Dataset items
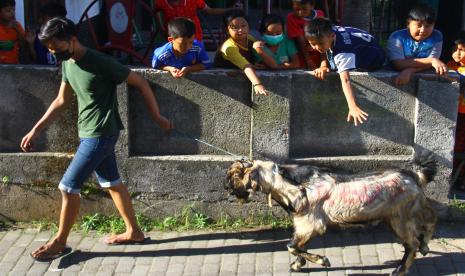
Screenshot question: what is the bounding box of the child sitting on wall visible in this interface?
[448,32,465,191]
[253,14,299,70]
[387,4,447,86]
[305,17,385,126]
[214,10,268,96]
[286,0,326,69]
[152,17,211,78]
[0,0,33,64]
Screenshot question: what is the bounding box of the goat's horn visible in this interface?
[242,160,253,168]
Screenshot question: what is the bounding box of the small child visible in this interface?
[154,0,241,42]
[253,14,299,70]
[286,0,326,69]
[448,32,465,191]
[152,17,211,79]
[31,3,67,65]
[214,10,268,96]
[0,0,32,64]
[305,17,385,126]
[387,4,447,86]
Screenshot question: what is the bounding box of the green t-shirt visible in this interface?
[62,49,130,138]
[254,35,298,65]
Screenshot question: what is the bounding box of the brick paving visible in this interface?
[0,223,463,276]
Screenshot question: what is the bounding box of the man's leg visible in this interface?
[104,183,144,243]
[31,191,80,259]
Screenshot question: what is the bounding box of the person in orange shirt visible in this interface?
[0,0,34,64]
[448,32,465,191]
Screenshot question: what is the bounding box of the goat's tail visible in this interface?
[413,157,437,188]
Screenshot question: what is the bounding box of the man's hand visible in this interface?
[431,58,448,75]
[347,106,368,126]
[311,66,330,80]
[20,129,39,152]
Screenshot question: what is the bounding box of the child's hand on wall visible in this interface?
[167,67,180,78]
[393,68,414,86]
[312,66,330,80]
[431,58,448,75]
[347,106,368,126]
[176,67,190,78]
[253,83,269,96]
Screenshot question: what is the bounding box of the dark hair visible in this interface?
[223,9,248,33]
[40,3,67,19]
[0,0,15,9]
[454,31,465,47]
[291,0,316,5]
[38,17,76,43]
[407,4,436,24]
[259,14,284,33]
[304,17,333,39]
[168,17,196,38]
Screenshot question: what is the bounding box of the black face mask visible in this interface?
[53,50,72,62]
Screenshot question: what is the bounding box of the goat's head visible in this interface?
[226,160,258,202]
[226,160,281,202]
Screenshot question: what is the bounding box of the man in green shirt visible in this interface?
[20,17,171,261]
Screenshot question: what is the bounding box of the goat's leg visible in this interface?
[388,218,420,276]
[418,204,437,256]
[287,234,330,272]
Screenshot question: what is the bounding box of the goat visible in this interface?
[225,159,437,276]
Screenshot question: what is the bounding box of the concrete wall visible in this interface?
[0,65,460,221]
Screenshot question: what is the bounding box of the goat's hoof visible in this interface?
[390,266,405,276]
[419,244,430,256]
[290,261,302,272]
[320,256,331,267]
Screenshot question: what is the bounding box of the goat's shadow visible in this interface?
[55,227,464,275]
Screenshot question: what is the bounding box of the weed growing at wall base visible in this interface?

Exercise aim: What you hand back should match the entries above exactly, except that no picture appears.

Task output:
Screenshot question: what is the bounding box of the child sitting on wall visible in this interface?
[448,32,465,191]
[253,14,299,70]
[387,4,447,86]
[305,17,385,126]
[214,10,268,96]
[286,0,326,69]
[152,17,211,78]
[0,0,33,64]
Screenshot question: what is the bounding box of the goat's horn visible in this interface?
[242,160,253,168]
Screenshot question: what is the bounding box of the small child visible in this interface?
[154,0,241,42]
[253,14,299,70]
[286,0,326,69]
[448,32,465,191]
[152,17,211,79]
[31,3,67,65]
[214,10,268,96]
[0,0,32,64]
[305,17,385,126]
[387,4,447,86]
Screenshot question: what is the bounding box of the green t-shirt visible in this interface?
[62,49,130,138]
[254,35,298,65]
Screenshot question: what is the bounding box of the brick paving visible in this interface?
[0,223,463,276]
Screenshot question: what is the bounding box of the man's leg visible in this interface?
[104,183,144,243]
[31,191,80,259]
Screenshot question: what is the bounding box of the person in orange shirt visible in this interface?
[0,0,34,64]
[448,32,465,191]
Screenshot question: what is the bounding box of the goat's tail visible in this interface?
[413,157,437,188]
Screenshot question: what is the bounding box of the man's hand visible in this interface?
[431,58,448,75]
[347,106,368,126]
[311,66,330,80]
[20,129,39,152]
Screenshot question: what is the bounding box of the child's hand on wall visible in this interface?
[167,67,180,78]
[393,68,414,86]
[312,66,330,80]
[431,58,448,75]
[347,106,368,126]
[176,67,190,78]
[253,83,269,96]
Screenshot question: what is the bounding box of the dark hair visible in this interface?
[223,9,248,33]
[40,3,67,19]
[0,0,15,9]
[454,31,465,47]
[291,0,316,5]
[38,17,76,43]
[407,4,436,24]
[259,14,284,33]
[304,17,333,39]
[168,17,196,38]
Screenshot question: what is the bounding box of the black face mask visible in this interface?
[53,50,72,62]
Screenshot question: what is the bounding box of the goat's head visible in this interface?
[226,160,258,202]
[226,160,281,202]
Screenshot question: what is the bounding box of the man in green shirt visible in this interface?
[20,17,171,261]
Screenshot question: what is the bounding box of the goat's leg visible in this interface?
[388,218,420,276]
[418,204,437,256]
[287,234,330,272]
Screenshot question: what is the bounding box of the goat visible in this interface?
[225,159,437,276]
Screenshot question: what is the bounding box of the concrete wall visible in this interface?
[0,65,460,221]
Screenshot question: what is the bounding box of the goat's hoof visible in this interface?
[390,266,405,276]
[419,244,430,256]
[290,261,302,272]
[320,256,331,267]
Screenshot question: what is the bounding box of the goat's shadow visible in this interface?
[55,227,464,275]
Screenshot question: what is the bounding box of the weed growing at wall base visible in this interface?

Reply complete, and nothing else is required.